== EXCERPTED PASSAGE ==

Does a project like this already exist outside of julia?
It seems that the current level of integration among julia packages for machine-learning, mechanistic modeling, and data provides a unique opportunity to develop (and provide a julia-based reference-implementation, see (2) below) of a markup standard which can aid in the reproduceability (in the scientific, language-agnostic sense, eg this standard which unfortunately neglects parameterization techniques or anything related to machine learning) of scholarly works.
Even in domains like biology, where standards like the one above existed back when models were essentially parameterized by hand via experts (so that a paper could be annotated comprehensively without the issue we currently face, which is how to annotate learning of model parameters or even model structure, in addition to annotation of the data and the model itself), the level of adoption has been really low. some reasons may include:
- the high cost (in mental effort and hours) that an author faces to curate a single publication using an existing standard, like the one above above.
- in general, standards organizations don’t publish reference-implementations to automate (1), probably because they are made up of people who program in a bunch of different languages
- annotation of even a primarily mathematical entity like a parameterized ODE model may somehow be easier from a domain-specific perspective, thus hindering development of interdisciplinary markup standards. based on very brief exploration I could only find one repository of such a curation effort and it is entirely focused on biology (also, despite the availability of namespaces to support identifiable parameter units)

===
== DATA EXTRACT ==

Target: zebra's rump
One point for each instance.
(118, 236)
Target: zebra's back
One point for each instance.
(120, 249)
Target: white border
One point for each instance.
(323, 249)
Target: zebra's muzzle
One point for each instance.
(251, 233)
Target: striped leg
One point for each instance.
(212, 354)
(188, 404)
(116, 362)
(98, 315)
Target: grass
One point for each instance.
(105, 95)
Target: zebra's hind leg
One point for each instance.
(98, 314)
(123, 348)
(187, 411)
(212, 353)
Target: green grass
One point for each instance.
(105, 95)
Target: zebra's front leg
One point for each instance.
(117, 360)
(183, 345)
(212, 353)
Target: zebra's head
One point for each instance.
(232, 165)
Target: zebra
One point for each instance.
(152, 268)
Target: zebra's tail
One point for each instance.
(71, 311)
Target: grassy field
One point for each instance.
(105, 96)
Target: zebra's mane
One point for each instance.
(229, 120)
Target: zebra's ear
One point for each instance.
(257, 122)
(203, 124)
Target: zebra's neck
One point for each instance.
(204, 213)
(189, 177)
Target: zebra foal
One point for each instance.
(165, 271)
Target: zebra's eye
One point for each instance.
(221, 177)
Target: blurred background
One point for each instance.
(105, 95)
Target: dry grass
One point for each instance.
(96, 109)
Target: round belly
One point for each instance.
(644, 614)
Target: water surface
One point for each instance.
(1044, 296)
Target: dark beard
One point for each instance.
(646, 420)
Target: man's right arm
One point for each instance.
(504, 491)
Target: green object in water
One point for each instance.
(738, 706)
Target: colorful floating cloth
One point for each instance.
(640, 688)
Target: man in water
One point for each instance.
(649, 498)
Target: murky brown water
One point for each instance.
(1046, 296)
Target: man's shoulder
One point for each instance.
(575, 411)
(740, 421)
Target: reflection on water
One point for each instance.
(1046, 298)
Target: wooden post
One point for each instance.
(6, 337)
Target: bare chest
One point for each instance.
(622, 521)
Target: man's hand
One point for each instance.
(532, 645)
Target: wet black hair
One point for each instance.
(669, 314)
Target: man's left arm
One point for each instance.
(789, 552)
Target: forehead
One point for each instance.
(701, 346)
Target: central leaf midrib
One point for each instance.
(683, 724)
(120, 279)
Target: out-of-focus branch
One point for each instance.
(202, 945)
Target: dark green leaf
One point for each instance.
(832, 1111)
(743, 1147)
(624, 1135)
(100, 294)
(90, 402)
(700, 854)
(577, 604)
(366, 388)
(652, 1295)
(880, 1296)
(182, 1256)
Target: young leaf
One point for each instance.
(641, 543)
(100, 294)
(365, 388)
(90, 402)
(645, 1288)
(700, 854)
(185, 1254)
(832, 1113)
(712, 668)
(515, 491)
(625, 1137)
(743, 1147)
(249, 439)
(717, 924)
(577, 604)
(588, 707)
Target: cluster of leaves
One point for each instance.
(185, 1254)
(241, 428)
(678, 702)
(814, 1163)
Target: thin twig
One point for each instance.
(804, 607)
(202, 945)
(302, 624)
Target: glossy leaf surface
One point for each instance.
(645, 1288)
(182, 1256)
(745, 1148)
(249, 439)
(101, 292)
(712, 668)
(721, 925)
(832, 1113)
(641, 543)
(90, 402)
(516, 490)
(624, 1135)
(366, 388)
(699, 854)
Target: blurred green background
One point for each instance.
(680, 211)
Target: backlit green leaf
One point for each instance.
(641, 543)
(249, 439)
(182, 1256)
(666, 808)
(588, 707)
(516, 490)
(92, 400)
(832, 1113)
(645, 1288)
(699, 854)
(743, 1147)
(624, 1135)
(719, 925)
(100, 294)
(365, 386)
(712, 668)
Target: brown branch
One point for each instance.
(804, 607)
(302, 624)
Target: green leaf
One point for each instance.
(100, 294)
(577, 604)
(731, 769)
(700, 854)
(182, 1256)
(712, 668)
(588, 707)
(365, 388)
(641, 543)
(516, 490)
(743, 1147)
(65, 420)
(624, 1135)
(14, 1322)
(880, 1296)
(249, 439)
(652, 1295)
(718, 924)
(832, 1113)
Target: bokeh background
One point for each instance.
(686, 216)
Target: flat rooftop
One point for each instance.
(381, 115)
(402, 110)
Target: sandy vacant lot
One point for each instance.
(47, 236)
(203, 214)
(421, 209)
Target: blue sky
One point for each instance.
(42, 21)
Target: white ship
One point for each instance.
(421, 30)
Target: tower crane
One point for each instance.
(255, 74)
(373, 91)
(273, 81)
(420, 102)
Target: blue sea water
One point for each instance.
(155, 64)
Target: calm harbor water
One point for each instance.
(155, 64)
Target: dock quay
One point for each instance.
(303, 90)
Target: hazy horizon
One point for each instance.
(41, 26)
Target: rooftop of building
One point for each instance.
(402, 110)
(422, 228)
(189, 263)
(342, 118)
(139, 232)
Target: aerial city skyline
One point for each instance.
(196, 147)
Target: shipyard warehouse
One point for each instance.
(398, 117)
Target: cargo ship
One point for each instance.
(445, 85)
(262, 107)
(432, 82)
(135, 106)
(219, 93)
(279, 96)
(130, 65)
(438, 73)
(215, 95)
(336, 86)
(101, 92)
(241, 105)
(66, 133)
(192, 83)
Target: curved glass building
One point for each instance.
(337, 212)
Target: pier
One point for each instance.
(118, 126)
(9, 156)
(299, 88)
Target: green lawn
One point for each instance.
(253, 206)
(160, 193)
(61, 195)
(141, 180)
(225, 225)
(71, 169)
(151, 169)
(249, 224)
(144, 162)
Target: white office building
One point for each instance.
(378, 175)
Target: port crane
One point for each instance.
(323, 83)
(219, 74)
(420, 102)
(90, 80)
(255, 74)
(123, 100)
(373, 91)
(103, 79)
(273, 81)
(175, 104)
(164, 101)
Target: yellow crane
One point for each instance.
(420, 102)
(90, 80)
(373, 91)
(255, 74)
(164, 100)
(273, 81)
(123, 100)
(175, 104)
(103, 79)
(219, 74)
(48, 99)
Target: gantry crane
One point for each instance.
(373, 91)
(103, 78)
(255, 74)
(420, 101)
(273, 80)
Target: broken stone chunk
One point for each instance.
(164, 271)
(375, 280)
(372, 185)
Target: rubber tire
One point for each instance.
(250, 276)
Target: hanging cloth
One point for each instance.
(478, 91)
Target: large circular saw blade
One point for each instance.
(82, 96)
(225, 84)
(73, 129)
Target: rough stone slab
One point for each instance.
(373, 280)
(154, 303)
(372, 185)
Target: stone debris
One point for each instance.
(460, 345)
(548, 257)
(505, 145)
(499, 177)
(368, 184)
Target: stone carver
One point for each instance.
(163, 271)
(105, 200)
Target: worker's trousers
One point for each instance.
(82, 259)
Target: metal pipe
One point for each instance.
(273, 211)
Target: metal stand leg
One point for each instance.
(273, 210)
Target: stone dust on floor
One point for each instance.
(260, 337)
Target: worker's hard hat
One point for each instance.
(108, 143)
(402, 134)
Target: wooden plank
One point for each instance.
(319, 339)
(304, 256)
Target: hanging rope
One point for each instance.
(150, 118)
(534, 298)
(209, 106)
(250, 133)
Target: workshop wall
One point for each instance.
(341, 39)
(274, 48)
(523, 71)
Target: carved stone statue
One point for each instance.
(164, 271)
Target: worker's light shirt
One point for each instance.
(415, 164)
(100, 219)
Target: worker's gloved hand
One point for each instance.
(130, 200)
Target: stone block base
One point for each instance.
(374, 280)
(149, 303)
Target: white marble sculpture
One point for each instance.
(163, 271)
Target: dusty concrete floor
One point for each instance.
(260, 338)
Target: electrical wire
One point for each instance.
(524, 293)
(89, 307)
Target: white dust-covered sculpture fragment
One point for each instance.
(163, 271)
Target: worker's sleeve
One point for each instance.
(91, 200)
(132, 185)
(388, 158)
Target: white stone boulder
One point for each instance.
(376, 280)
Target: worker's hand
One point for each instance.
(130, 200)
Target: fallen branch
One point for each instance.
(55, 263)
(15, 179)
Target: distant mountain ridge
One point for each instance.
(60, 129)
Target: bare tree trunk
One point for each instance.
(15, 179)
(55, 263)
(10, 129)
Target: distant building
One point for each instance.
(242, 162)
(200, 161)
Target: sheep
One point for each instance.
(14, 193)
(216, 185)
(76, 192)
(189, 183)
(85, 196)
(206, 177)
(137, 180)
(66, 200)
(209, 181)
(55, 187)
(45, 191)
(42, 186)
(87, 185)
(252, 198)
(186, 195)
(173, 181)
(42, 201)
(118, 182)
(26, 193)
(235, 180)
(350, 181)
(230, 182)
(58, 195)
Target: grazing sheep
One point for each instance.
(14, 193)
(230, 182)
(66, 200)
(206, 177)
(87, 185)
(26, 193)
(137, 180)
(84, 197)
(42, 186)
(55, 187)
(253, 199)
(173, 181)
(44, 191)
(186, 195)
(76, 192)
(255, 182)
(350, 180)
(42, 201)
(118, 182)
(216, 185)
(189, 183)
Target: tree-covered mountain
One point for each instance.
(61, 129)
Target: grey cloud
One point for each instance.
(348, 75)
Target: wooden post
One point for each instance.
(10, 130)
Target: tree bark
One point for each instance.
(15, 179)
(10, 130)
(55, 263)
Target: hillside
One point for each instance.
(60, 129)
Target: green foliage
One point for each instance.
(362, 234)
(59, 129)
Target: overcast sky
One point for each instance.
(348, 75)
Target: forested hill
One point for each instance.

===

EXERCISE AIM:
Print the stretch of the forum post on a reproducibility markup standard from "Even in domains" through "one above above.". The records are separate material with no connection to the forum post.

EXERCISE RESPONSE:
Even in domains like biology, where standards like the one above existed back when models were essentially parameterized by hand via experts (so that a paper could be annotated comprehensively without the issue we currently face, which is how to annotate learning of model parameters or even model structure, in addition to annotation of the data and the model itself), the level of adoption has been really low. some reasons may include:
- the high cost (in mental effort and hours) that an author faces to curate a single publication using an existing standard, like the one above above.